#### SOURCE DOCUMENT:
###
Dear Reader
Earlier in my career, I was managing a project where a vendor’s performance kept slipping. After watching the issues unfold, I realized the real problem was the vendor’s project lead. I gave them several chances to course correct, but nothing changed. So I escalated the issue to the area leader.
The leader, however, brushed off my concerns. From their point of view, there was no problem. I could tell my words were not landing.
That changed in a single meeting.
During a discussion with both of them present, the project lead suddenly came unglued, raising his voice, pointing fingers, and blaming me for everything. As this unfolded, I noticed the look of terror on the area leader’s face. He was seeing with his own eyes what I had been trying to explain.
When the outburst ran out of energy, I calmly suggested that we reconvene when there was space for a constructive conversation. The area leader apologized profusely. By the very next day, the project lead was removed.
That experience left a deep impression on me. Telling had not worked. Showing did.
What Have I Been Learning?
Lately I have been reminded of this lesson in a very different way, through being a dad. My daughter is just one year old, yet she already absorbs everything around her. She does not just listen to my words, she feels my tone, my energy, and my reactions. She is a sponge trying to learn how to be a person.
###
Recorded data

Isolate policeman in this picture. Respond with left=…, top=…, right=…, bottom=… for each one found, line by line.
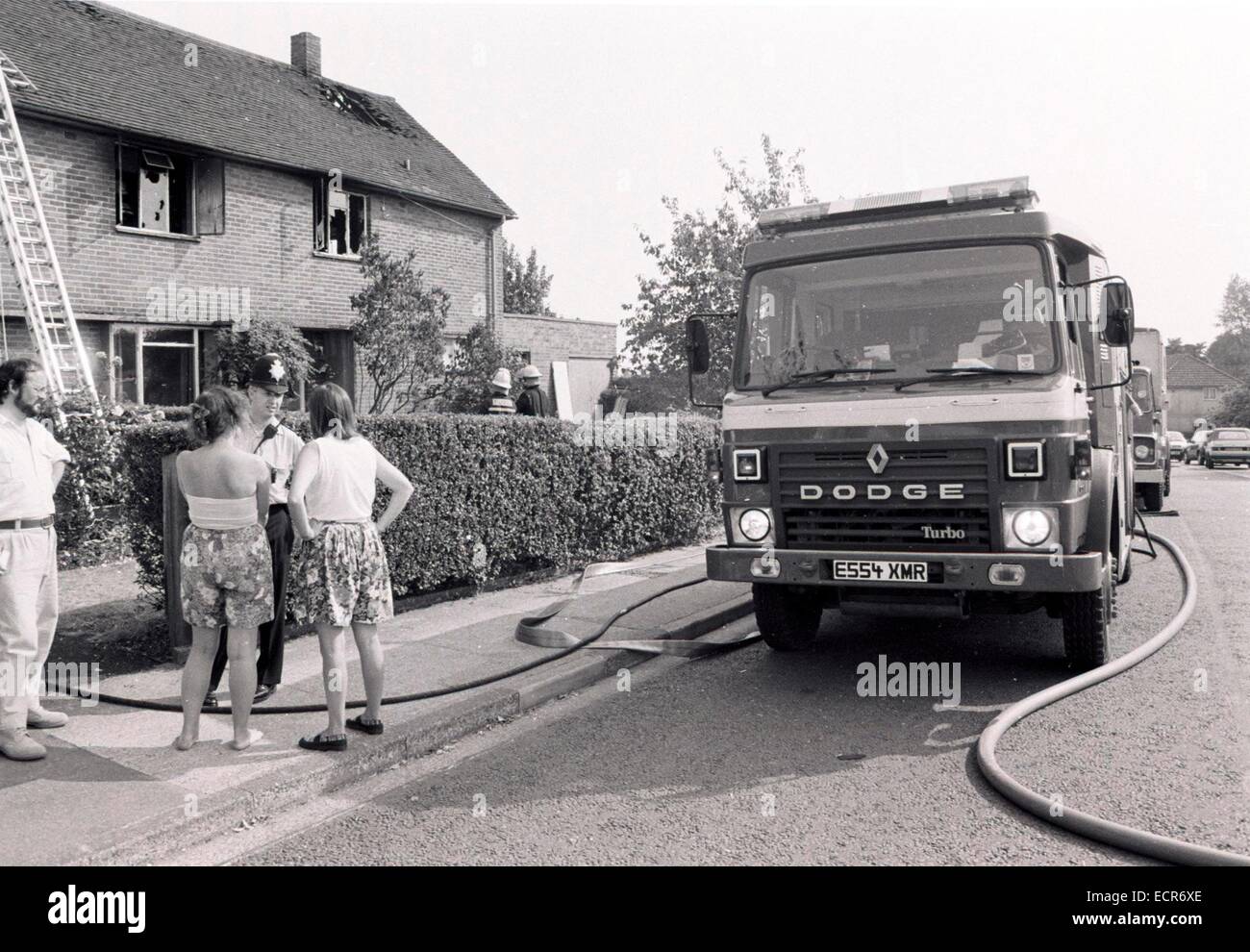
left=516, top=363, right=547, bottom=416
left=204, top=354, right=304, bottom=709
left=483, top=367, right=516, bottom=413
left=0, top=360, right=70, bottom=761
###
#### TASKS FOR THIS EXERCISE:
[A] In the Dear Reader letter, what happened to the vendor's project lead by the day after the meeting?
[B] Please write the next part of the Dear Reader letter, picking up right after its last sentence.
The items have no connection to the Dear Reader letter.

#### PER-TASK OUTPUTS:
[A] The project lead was removed.

[B]
It has taught me how powerful modeling is compared to telling. I can explain how I want her to behave, but what truly matters is how I behave in front of her. When I am patient, calm, and kind, she mirrors that. When I slip up and let frustration show, she notices that too.
Leadership works the same way. Whether in a family or in a team, others learn more from what we model than from what we say.
What Am I Reading?
This lesson resonates with ideas from Edgar Schein’s work on organizational culture. He emphasized that culture is not defined by what leaders say, but by what they consistently do and demonstrate. People watch actions. They measure tone, reactions, and behaviors. Telling alone rarely changes minds.
Closing Insight
If you find yourself telling and retelling with no progress, ask yourself: how can I show? How can I make the reality visible so that others can experience it directly? When you shift from telling to showing, you stop pushing against resistance and start letting the evidence speak for itself.